## AIM OF THE EXERCISE
Of the entries below, restate word for word only the section that runs from the line with "Keep to two rules. Tag each instance of the stubble" to the line with "x=504 y=145", counting both ends.

(EXERCISE INPUT)

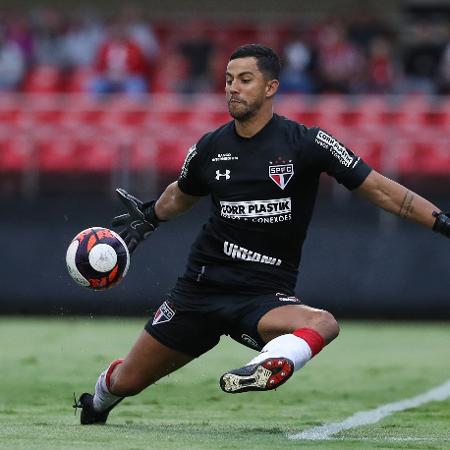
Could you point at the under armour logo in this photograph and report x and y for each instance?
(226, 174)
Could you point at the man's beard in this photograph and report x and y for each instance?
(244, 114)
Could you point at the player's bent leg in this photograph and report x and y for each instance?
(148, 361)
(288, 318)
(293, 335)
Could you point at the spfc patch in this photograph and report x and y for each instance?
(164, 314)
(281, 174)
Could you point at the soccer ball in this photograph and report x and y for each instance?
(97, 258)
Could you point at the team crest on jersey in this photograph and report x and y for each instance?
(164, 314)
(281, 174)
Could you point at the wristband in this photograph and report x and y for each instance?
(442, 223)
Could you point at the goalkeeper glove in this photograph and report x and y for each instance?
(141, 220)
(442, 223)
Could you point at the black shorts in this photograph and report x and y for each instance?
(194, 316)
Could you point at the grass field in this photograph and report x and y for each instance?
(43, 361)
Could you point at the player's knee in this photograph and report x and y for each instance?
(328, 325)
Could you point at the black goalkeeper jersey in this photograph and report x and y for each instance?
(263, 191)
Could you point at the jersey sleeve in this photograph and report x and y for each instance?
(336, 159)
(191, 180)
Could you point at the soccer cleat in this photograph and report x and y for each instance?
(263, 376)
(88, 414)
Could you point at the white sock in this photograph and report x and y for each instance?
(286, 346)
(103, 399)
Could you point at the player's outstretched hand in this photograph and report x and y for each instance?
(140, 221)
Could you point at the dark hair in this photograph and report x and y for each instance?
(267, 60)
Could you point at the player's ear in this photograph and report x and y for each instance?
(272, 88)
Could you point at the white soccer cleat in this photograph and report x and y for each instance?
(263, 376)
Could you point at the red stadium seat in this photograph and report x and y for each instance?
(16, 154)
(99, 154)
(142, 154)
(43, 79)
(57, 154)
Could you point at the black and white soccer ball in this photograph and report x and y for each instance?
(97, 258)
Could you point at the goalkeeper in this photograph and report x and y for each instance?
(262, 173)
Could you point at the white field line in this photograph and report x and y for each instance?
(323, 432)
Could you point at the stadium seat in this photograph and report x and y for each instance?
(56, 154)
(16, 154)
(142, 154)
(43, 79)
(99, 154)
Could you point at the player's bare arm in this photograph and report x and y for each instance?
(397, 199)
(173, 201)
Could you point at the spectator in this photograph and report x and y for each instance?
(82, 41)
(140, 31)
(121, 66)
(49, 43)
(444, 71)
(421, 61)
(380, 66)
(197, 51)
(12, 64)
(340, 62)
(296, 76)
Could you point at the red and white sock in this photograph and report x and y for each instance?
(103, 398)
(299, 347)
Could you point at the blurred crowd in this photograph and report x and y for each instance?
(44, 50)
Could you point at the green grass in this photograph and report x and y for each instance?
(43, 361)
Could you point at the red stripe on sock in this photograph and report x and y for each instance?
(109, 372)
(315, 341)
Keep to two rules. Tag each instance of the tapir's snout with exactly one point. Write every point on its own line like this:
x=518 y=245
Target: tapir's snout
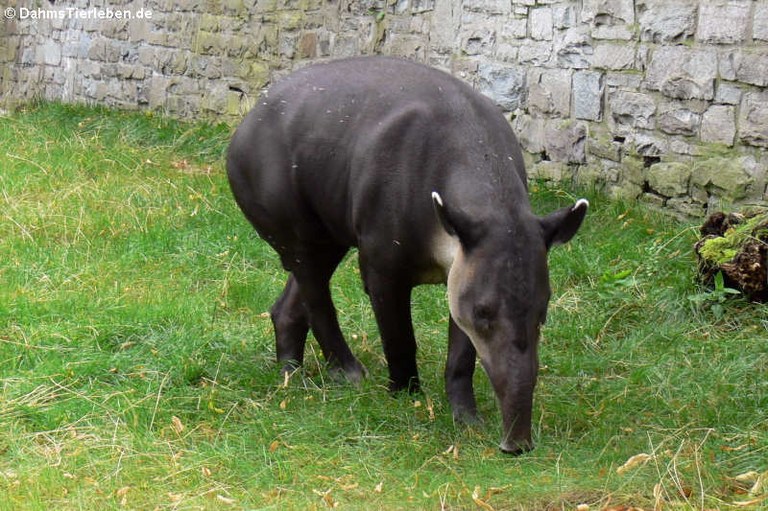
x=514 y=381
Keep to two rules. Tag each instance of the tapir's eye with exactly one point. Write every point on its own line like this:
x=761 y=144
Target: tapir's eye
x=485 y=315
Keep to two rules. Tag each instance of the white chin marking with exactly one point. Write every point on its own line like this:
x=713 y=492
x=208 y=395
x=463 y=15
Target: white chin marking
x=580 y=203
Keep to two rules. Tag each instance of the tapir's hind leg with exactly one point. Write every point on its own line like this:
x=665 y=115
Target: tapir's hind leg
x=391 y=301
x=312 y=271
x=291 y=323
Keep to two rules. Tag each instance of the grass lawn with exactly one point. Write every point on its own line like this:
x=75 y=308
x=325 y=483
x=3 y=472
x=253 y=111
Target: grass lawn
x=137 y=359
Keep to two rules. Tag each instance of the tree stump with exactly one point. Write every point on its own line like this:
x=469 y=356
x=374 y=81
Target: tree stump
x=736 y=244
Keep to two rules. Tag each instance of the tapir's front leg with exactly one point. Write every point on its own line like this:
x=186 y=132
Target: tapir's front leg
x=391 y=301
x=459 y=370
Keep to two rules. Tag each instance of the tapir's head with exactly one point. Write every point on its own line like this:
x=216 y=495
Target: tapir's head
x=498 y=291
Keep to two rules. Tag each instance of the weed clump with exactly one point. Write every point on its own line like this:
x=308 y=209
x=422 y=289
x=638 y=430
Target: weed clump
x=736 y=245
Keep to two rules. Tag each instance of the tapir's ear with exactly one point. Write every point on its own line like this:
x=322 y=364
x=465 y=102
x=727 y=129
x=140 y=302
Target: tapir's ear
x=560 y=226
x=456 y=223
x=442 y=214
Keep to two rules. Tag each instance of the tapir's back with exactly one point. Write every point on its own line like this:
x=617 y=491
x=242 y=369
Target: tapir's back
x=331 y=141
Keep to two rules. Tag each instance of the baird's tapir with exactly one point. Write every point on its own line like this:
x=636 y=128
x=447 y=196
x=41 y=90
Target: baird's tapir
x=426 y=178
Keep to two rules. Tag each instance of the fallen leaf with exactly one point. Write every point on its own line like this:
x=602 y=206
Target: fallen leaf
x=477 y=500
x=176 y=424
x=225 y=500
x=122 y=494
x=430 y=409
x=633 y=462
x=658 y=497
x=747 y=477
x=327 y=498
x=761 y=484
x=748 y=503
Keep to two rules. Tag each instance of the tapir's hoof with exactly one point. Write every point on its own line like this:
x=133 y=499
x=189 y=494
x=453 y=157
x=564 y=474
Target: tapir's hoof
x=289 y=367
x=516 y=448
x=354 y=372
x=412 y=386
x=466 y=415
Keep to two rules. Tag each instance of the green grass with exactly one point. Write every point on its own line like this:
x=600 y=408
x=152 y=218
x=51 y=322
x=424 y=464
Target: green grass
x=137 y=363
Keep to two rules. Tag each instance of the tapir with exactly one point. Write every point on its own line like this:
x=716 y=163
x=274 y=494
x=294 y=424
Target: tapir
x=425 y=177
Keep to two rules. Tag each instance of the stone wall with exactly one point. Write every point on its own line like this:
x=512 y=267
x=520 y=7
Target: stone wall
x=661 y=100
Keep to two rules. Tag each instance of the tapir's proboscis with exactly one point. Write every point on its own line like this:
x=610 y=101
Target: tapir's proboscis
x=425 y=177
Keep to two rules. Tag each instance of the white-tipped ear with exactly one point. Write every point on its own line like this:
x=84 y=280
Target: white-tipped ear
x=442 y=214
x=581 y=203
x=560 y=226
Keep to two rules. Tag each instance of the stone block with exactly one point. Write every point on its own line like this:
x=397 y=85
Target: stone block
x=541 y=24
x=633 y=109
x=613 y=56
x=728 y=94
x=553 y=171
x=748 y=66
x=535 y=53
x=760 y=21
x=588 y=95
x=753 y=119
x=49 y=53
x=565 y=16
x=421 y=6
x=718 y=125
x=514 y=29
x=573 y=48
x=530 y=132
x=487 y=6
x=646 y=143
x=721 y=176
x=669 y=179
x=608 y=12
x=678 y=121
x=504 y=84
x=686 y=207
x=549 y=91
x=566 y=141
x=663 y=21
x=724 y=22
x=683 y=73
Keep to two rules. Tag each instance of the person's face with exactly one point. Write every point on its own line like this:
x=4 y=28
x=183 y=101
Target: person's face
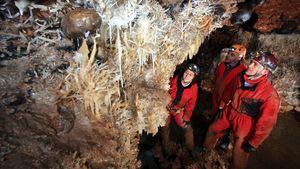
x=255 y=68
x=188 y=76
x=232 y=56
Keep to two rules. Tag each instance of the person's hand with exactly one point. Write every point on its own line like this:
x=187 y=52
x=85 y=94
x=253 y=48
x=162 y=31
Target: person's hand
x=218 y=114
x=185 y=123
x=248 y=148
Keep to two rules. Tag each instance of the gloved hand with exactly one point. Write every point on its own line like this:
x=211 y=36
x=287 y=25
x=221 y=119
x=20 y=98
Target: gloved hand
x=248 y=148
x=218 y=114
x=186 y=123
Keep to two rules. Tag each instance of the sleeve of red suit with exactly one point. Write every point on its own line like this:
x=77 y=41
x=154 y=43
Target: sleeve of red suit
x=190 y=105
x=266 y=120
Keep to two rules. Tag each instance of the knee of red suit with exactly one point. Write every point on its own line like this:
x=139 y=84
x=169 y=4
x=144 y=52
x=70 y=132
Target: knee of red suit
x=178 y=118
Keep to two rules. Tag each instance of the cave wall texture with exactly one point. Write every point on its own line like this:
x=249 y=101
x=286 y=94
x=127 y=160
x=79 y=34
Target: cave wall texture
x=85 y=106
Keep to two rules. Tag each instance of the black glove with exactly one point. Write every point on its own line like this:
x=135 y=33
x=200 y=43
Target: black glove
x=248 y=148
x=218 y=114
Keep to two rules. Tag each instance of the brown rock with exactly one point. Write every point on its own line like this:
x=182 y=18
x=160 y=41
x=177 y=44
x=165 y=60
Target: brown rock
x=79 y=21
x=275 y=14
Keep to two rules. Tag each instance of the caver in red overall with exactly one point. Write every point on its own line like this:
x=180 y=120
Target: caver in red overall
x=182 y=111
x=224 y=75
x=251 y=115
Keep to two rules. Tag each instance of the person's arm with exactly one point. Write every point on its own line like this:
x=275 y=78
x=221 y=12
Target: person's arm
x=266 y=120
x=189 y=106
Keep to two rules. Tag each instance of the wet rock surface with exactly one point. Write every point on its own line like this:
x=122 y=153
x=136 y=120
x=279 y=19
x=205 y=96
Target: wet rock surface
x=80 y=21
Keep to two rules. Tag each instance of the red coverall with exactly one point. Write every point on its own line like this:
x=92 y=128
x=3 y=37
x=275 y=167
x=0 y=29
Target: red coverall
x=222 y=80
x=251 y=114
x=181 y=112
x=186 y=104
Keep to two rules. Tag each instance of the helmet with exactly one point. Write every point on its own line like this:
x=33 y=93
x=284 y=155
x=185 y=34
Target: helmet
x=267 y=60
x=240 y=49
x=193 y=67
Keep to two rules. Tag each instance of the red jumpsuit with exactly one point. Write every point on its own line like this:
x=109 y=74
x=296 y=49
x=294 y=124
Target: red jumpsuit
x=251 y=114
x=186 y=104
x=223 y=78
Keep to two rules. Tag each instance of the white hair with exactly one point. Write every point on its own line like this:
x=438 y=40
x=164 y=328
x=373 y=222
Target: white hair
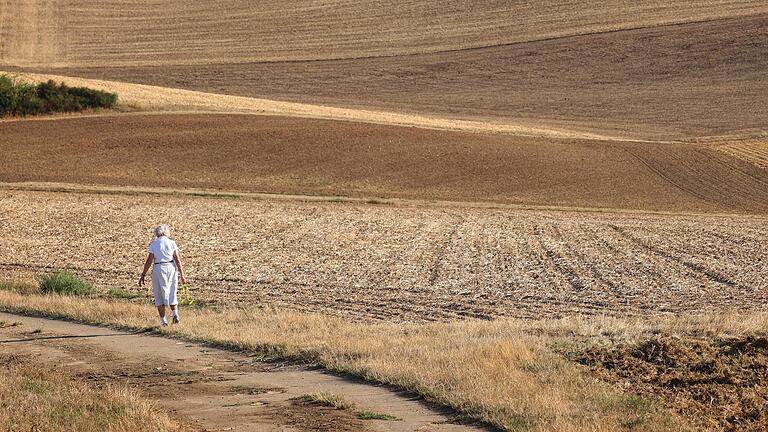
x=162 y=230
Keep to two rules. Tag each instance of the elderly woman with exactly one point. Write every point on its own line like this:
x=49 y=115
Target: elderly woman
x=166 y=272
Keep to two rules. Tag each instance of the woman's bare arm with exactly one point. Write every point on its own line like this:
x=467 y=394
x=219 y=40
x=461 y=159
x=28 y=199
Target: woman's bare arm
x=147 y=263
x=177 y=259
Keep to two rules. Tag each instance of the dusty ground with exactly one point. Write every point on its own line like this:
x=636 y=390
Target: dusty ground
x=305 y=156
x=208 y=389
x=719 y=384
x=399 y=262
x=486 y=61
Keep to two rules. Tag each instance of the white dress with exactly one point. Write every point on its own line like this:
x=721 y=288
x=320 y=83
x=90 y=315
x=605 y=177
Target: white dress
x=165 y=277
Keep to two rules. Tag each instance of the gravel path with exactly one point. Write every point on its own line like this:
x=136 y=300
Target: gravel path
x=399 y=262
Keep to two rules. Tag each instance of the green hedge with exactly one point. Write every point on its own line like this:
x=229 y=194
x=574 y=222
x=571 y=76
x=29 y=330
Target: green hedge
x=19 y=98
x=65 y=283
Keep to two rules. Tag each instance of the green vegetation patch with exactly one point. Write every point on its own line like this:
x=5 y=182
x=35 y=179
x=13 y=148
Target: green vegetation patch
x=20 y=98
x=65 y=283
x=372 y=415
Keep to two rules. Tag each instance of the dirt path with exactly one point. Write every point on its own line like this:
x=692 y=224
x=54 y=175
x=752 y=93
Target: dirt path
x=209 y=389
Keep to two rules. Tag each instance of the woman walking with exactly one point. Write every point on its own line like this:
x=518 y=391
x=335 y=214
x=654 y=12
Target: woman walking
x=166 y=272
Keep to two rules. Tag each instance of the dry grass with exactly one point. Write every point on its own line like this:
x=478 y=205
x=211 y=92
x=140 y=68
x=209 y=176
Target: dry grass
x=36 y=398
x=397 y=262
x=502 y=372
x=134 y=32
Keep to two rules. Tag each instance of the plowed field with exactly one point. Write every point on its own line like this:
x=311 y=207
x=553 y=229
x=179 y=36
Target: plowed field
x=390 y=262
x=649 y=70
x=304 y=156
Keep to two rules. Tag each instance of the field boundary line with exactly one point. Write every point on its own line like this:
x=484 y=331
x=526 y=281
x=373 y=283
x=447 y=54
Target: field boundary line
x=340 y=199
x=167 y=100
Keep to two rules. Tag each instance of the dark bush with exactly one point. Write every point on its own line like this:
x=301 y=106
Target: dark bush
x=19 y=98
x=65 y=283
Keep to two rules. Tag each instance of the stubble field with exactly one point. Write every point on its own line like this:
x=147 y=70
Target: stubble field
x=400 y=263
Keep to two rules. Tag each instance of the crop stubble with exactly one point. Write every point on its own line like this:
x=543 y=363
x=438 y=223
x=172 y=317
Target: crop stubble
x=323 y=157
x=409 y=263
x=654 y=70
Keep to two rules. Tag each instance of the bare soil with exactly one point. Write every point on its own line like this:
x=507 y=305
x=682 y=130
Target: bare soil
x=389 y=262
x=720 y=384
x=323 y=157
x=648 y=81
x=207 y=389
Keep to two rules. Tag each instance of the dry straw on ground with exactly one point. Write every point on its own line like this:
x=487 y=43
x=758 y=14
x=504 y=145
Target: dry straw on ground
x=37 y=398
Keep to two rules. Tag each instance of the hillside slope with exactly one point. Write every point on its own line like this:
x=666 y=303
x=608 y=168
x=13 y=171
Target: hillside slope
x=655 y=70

(End EXERCISE INPUT)

## EXPECTED ANSWER
Keep to two rules. Tag each instance of the stubble field with exactly one point. Write every point on its own line like this:
x=147 y=70
Target: stubble field
x=400 y=263
Keep to two rules. Tag each instance of the crop stubble with exactly one point. Write every point on its own line like this:
x=543 y=363
x=438 y=223
x=172 y=317
Target: crop stubble
x=323 y=157
x=409 y=263
x=654 y=70
Keep to two rules. Tag each instance of the bare soil with exactly one point. Write every point on its own line like this:
x=507 y=305
x=682 y=130
Target: bare soil
x=389 y=262
x=720 y=384
x=323 y=157
x=648 y=81
x=207 y=389
Keep to two rules. Tag each instance of the dry straw on ground with exactly one point. Write every point on its own line like this:
x=487 y=43
x=758 y=14
x=504 y=145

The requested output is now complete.